------ Dataset excerpts

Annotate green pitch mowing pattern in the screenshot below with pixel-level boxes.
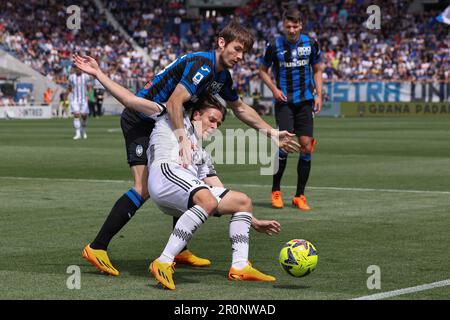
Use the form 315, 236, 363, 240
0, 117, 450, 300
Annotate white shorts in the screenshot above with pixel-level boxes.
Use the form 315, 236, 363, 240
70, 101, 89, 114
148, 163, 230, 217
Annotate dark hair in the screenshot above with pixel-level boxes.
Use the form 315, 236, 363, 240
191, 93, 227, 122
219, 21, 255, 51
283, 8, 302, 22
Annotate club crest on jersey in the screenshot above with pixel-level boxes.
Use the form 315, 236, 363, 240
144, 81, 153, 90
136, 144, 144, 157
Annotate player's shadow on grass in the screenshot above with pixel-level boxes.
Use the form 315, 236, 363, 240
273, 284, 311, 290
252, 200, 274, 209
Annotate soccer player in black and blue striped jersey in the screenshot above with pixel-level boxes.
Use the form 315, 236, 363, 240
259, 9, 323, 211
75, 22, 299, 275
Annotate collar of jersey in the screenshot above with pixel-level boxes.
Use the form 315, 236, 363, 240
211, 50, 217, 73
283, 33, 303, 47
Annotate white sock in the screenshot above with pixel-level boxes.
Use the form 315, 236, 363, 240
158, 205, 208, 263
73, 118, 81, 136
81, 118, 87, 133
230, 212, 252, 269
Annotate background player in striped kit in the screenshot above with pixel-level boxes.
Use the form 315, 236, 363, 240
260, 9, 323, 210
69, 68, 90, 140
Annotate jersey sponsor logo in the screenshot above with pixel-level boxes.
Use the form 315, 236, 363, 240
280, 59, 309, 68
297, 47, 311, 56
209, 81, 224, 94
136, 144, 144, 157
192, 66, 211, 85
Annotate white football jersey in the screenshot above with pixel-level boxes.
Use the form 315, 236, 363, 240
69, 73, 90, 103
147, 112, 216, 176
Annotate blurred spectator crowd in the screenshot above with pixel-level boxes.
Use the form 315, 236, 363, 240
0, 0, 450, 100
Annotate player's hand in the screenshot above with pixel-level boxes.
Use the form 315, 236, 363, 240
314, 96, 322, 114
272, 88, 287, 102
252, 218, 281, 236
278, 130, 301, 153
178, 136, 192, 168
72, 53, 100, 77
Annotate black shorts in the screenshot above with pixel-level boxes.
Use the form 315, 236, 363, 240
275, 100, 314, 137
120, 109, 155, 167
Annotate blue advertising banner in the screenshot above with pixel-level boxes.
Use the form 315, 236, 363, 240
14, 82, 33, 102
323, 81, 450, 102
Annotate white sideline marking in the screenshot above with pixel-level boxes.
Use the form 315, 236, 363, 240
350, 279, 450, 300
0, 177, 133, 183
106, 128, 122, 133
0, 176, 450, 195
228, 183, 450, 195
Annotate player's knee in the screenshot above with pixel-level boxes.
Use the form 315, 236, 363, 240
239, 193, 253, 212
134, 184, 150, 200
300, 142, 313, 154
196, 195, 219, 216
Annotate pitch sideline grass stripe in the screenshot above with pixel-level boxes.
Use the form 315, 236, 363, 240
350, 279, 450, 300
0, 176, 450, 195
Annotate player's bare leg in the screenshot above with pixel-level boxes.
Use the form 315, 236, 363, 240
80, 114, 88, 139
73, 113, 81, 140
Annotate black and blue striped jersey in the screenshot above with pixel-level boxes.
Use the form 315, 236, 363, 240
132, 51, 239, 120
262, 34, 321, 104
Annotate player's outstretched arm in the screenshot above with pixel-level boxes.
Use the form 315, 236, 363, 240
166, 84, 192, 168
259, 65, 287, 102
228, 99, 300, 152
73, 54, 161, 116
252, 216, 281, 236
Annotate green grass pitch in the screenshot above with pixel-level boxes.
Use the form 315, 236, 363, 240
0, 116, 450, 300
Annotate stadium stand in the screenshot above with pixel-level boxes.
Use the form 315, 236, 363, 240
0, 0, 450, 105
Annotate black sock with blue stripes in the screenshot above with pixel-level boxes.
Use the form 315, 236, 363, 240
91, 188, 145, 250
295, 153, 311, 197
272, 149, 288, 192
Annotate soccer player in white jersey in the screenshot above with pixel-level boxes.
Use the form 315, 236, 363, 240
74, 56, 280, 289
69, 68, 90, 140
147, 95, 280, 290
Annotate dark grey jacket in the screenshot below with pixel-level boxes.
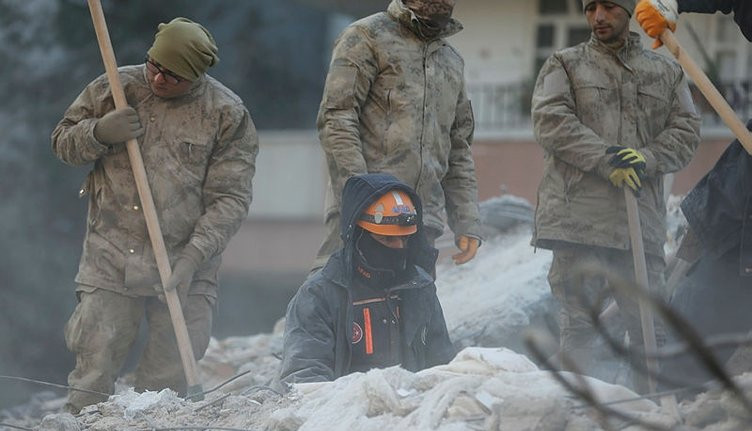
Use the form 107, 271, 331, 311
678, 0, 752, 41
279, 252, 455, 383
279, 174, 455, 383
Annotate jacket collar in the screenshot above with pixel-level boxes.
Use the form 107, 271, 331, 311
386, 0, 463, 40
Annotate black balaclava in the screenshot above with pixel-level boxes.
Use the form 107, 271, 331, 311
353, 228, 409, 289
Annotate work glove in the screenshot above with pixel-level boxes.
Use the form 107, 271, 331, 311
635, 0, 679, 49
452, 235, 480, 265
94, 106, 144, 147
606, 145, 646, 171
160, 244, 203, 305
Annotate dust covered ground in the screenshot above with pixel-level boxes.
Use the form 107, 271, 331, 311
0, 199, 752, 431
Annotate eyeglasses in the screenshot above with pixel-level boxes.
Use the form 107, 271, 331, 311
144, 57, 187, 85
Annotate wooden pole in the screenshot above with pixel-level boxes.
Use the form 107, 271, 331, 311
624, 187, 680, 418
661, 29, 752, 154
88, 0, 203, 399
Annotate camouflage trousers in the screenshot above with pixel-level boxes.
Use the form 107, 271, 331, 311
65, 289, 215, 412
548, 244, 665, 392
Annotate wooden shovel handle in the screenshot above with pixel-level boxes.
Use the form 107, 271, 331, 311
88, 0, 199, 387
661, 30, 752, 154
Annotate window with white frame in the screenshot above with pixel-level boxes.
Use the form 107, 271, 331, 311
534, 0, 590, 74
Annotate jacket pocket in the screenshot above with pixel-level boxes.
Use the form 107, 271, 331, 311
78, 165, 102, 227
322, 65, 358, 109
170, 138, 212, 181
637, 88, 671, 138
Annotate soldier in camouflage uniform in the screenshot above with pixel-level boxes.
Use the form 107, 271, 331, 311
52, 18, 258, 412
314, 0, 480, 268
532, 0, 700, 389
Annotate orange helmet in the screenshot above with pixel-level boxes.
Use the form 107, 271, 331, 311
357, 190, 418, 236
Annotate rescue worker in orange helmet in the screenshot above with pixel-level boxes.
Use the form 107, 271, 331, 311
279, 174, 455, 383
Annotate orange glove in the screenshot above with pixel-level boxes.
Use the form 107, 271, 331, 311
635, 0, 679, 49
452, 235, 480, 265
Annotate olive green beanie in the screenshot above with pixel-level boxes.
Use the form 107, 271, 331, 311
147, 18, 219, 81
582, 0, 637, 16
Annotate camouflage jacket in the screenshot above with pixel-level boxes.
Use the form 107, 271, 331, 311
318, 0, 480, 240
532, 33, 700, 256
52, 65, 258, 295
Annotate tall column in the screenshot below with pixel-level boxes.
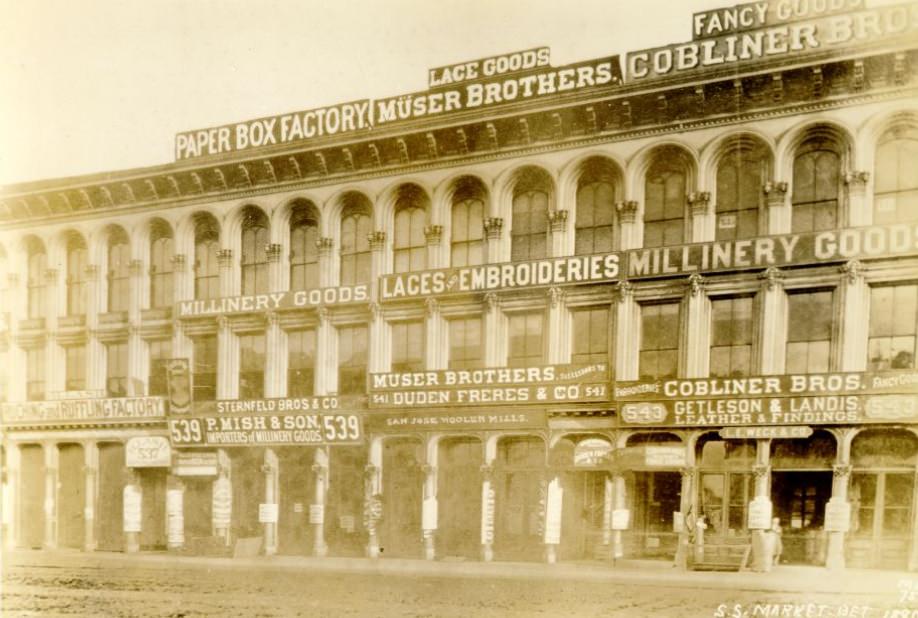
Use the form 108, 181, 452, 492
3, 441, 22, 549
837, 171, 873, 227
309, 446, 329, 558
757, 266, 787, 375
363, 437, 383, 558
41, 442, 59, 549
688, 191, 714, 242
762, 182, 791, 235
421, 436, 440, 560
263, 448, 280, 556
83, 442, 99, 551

------------

● **What is needed**: Swap "orange" for "yellow" in the rows starting at the line that contains "Annotate window with" and ending after the line that contains "582, 0, 637, 16", and give those lines again with nothing else changed.

● **Worked answer**:
Annotate window with white frame in the screenshot above with pixel-level boxes.
Use the form 107, 271, 331, 311
534, 0, 590, 74
Annotate jacket pocket in the screenshot above with pixel-level boxes.
Use the form 107, 271, 331, 311
78, 165, 102, 227
322, 65, 358, 109
170, 138, 212, 181
637, 88, 671, 138
Annotate soldier in camouflage uniform in the screenshot above with pixel-level boxes.
Use the form 107, 271, 331, 311
52, 18, 258, 412
314, 0, 480, 268
532, 0, 700, 389
Annotate yellow helmet in the screenshot above with pixel-level boxes.
Use the form 107, 271, 331, 311
357, 190, 418, 236
Annotate rescue worker in yellow helmet in the screenshot above with pixel-level boxes.
Use the form 107, 271, 331, 311
279, 174, 455, 383
Annotate yellow glove in the screenshot above with pixel-level boxes.
Use the form 107, 271, 331, 311
635, 0, 679, 49
452, 235, 480, 265
Annotate olive green beanie in the screenshot above with pixel-level boxes.
Use the form 107, 271, 331, 311
147, 18, 219, 81
582, 0, 637, 16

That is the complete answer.